--- THE PROBLEM ---
Write what comes next in the passage on helping a friend who faces domestic abuse, starting after its last sentence.

Lend a Sympathetic Ear
Letting your friend know that you care and are willing to listen may be the best help you can offer. Do not force the issue. Allow your friend to confide in you at your friend's own pace. Keep your mind open and really listen to what he/she tells you. Never blame your friend for what is happening or underestimate his/her fear of potential danger. Remember that your friend must make his/her own decisions about his/her life. Focus on supporting your friend's right to make his/her own choices.
Guide Your Friend to Community Services
When your friend asks for advice, share the information you have gathered with him/her privately. Let your friend know that he/she is not alone and that caring people are available to help. Encourage your friend to seek the assistance of battered women's advocates at the local domestic violence hotline or program. Assure him/her that any information he/she shares with them will be kept strictly confidential. Many battered women/men first seek the advice of marriage counselors, psychiatrists, or members of clergy. Not all helping professionals, however, are fully aware of the special circumstances of abused women/men. It is best to seek advice from someone who deals with domestic violence. If the first person your friend contacts is not helpful, he/she should be encouraged to find assistance elsewhere.
Focus on Your Friend's Strengths
Battered women/men live with emotional as well as physical abuse. Your friend is probably continually told by the abuser that he/she is a bad person, a bad wife/husband, and a bad mother/father, etc. Without positive reinforcement from outside the home, he/she may begin to believe he/she cannot do anything right; that there really is something wrong with him/her. Give your friend the emotional support he/she needs to believe that he/she is a good person. Help your friend to examine his/her strengths and skills. Emphasize that he/she deserves a life that is free from violence.

--- EXCERPTED RECORDS ---

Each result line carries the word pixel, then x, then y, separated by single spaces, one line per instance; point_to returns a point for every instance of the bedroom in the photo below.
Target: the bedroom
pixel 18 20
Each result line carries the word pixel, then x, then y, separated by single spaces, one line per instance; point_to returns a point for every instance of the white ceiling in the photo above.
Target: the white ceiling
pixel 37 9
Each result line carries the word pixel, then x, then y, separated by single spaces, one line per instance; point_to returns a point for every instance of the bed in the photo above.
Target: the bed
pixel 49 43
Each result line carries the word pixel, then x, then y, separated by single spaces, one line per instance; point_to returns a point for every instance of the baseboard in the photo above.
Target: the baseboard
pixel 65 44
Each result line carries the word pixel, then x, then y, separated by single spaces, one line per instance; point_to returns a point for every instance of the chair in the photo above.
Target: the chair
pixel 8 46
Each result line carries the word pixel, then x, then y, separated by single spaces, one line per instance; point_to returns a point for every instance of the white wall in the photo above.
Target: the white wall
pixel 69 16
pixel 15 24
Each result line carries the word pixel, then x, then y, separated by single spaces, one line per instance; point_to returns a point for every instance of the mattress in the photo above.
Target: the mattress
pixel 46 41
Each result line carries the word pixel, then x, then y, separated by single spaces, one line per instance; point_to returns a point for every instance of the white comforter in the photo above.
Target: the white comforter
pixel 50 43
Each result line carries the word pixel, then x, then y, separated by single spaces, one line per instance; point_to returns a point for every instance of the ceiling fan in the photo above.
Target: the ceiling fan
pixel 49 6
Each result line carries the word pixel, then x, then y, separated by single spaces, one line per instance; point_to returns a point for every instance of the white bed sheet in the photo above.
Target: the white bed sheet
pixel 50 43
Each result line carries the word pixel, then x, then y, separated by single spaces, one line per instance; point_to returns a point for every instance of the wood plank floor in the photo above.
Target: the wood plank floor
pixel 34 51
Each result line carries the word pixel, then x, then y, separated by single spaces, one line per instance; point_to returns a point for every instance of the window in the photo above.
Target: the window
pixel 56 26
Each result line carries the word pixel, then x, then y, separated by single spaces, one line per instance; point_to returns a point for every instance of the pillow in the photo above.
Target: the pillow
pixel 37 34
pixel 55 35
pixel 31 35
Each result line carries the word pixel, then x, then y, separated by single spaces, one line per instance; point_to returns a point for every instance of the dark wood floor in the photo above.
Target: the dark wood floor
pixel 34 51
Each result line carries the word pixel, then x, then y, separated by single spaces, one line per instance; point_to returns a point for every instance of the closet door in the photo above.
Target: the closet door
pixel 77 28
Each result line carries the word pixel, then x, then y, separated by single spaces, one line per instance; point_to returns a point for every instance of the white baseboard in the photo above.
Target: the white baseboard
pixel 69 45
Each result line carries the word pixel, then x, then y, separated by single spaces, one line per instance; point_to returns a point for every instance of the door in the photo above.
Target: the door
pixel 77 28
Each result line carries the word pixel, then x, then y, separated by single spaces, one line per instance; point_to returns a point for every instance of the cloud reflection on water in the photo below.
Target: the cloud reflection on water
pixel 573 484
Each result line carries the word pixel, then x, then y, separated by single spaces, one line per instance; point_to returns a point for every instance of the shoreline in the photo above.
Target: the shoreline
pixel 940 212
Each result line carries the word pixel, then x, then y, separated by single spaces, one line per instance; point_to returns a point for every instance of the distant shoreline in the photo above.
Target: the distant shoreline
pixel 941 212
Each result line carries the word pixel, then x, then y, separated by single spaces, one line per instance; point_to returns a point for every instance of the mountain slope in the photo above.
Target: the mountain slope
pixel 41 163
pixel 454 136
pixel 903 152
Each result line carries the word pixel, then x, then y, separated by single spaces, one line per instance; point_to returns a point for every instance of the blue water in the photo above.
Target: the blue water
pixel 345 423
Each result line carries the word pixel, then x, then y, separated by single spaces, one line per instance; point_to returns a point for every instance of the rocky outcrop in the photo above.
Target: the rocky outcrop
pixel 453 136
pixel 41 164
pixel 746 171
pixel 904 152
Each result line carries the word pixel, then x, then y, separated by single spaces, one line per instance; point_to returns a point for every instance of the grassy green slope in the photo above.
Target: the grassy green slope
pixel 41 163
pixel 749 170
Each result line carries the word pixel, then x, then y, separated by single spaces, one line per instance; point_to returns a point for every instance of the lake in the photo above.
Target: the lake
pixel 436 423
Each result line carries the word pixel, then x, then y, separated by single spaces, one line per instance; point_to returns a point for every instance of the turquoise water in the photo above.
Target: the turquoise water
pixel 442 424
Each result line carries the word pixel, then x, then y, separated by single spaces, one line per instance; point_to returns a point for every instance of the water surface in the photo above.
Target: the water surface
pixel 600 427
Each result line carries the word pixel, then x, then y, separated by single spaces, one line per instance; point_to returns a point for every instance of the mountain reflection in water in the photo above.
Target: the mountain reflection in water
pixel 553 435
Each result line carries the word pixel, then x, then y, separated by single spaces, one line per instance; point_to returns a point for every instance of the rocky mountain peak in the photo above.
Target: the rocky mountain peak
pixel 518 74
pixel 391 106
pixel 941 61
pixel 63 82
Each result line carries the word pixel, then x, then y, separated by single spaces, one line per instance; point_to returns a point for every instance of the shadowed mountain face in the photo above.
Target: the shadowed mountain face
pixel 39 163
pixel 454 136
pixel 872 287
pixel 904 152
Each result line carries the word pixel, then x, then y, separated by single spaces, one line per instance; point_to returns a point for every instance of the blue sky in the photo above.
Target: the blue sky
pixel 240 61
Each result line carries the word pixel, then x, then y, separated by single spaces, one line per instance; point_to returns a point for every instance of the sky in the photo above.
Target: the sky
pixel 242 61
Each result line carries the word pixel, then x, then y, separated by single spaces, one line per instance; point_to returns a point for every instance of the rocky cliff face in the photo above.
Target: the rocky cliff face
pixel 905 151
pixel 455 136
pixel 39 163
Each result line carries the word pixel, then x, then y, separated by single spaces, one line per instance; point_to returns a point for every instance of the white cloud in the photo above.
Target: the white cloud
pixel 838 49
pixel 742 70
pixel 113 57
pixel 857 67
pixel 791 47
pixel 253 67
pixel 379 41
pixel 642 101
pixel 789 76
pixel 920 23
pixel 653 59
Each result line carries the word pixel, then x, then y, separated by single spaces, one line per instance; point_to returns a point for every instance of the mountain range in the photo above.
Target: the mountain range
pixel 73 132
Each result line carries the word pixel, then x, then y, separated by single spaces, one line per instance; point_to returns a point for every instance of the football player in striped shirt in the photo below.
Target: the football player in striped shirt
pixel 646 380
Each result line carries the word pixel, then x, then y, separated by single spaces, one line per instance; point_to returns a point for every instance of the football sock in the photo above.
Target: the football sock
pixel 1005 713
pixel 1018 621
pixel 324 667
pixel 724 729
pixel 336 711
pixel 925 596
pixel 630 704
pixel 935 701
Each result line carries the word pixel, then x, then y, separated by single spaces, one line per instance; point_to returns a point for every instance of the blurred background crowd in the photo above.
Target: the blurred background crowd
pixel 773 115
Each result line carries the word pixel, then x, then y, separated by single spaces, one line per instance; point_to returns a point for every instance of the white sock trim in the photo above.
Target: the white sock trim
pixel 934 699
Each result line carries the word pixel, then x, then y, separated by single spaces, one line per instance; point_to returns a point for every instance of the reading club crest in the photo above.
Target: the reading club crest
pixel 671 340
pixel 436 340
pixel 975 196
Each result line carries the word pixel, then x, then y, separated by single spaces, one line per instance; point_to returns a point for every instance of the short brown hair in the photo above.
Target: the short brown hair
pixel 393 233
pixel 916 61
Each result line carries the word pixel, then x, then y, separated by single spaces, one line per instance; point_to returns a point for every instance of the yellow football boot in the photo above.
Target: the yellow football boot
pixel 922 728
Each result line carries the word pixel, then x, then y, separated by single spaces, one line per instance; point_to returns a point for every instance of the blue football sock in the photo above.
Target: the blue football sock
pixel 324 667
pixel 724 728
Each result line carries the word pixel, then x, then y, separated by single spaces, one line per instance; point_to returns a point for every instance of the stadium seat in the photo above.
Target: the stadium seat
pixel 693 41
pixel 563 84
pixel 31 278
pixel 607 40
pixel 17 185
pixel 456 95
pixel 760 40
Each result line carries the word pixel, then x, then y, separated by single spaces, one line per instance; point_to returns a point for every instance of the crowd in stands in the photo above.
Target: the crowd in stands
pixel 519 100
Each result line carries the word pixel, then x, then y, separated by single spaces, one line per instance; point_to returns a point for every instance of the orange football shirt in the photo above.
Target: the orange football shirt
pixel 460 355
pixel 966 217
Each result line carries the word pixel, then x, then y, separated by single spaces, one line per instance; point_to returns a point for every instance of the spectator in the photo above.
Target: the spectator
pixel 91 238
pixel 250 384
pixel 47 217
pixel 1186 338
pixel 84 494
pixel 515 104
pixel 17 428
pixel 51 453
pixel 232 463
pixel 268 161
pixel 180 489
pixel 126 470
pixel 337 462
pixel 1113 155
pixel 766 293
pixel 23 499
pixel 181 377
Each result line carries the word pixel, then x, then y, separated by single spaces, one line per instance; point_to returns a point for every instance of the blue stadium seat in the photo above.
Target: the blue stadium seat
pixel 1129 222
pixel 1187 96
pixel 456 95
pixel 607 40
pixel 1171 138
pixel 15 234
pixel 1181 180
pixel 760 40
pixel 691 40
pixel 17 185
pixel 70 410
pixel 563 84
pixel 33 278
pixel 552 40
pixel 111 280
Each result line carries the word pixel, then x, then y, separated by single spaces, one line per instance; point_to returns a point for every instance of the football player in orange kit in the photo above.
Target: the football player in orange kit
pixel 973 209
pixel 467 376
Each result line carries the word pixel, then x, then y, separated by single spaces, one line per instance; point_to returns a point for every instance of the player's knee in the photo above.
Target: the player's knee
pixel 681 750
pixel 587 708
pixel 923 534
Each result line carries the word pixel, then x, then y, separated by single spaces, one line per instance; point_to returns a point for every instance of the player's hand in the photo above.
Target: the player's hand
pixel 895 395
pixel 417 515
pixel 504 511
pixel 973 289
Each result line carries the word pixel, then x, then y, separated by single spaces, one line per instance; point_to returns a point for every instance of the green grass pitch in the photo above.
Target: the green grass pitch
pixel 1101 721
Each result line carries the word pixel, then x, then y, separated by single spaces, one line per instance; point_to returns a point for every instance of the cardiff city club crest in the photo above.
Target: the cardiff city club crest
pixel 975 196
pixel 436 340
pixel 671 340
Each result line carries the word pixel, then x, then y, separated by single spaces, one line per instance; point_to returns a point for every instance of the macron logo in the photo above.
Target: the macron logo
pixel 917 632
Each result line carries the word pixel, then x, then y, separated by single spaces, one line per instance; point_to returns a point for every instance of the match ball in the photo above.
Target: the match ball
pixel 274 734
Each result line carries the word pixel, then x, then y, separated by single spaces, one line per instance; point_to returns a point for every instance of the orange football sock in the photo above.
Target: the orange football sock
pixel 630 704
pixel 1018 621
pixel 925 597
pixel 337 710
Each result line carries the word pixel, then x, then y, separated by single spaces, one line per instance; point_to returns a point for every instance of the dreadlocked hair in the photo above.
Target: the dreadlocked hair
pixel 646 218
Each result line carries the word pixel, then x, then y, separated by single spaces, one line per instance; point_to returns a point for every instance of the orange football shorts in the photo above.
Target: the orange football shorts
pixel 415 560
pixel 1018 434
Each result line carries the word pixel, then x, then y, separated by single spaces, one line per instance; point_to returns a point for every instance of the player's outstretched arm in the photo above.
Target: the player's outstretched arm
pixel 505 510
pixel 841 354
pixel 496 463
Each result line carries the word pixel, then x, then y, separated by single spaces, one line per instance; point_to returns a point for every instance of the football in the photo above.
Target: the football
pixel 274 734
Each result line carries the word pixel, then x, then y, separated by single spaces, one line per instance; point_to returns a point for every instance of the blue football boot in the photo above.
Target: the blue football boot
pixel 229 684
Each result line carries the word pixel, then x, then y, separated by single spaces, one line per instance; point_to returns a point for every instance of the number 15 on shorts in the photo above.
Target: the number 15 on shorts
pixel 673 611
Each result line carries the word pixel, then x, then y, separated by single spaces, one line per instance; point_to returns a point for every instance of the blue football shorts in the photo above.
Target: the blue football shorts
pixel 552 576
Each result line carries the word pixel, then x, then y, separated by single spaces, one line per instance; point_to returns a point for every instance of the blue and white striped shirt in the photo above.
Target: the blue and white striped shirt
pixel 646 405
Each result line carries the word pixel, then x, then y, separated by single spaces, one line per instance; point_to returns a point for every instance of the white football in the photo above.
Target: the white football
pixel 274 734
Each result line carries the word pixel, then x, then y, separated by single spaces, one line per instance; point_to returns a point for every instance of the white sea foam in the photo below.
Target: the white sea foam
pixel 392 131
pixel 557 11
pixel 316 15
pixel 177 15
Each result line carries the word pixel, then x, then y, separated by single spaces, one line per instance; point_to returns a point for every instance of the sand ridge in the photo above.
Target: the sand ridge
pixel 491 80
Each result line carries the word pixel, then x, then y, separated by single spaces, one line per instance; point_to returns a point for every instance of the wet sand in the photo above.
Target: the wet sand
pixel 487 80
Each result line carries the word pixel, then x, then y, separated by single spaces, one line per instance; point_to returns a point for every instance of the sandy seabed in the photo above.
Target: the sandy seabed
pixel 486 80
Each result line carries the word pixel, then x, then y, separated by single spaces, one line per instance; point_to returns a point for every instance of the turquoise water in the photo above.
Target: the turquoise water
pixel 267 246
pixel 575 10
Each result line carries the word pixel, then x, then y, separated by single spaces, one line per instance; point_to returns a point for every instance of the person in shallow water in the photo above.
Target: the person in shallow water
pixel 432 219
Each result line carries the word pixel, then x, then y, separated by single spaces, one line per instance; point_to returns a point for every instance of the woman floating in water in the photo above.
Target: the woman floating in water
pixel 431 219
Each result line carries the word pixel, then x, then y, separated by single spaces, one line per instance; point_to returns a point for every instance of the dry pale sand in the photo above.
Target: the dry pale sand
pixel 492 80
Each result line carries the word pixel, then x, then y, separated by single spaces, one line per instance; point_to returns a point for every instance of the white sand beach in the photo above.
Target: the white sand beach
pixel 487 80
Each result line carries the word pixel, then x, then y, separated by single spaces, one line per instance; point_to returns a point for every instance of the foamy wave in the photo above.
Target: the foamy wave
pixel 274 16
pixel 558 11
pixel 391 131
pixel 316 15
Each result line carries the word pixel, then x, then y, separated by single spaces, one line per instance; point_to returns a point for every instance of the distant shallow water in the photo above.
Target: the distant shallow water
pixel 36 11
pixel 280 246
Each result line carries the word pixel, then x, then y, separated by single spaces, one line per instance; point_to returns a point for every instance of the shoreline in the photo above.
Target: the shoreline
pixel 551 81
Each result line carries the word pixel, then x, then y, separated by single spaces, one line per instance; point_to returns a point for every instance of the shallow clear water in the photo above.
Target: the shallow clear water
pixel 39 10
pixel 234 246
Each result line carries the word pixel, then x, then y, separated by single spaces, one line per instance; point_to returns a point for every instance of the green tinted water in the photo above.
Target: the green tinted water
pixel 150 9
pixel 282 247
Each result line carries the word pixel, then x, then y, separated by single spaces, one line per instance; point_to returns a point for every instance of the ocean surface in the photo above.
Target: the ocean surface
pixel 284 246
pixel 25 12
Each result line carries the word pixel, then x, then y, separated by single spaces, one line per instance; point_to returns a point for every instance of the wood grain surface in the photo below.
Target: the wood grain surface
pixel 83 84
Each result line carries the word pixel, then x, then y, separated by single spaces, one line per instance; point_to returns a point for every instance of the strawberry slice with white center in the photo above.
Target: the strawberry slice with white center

--- THE OUTPUT ---
Be a Friend in Deed
Tell your friend that you are there for him/her when he/she needs you. Provide whatever you can: transportation, child care, financial assistance, etc.
Confront Your Friend With the Danger
At some point, you may find it difficult to be supportive of your friend if he/she remains in the violent relationship or returns to the abuser after a temporary separation. Let him/her know that not everyone lives with abuse. Be willing to confront him/her with the physical and emotional harm that his/her children will suffer if he/she stays. Help your friend face up to the dangerous reality of living with an abusive partner. Remind him/her that even a push or a shove can result in serious injury.
Help Your Friend Develop a Safety Plan
Encourage your friend to develop a plan to protect himself/herself and his/her children. Help your friend think through the steps she should take if his/her partner becomes abusive again. Make a list of people he/she can call in an emergency. Suggest that your friend put together and hide a suitcase (or even a garbage bag) of clothing, personal items, money, social security cards, bank notes, car title, bank notes, the children's birth certificates and school records, and other important documents.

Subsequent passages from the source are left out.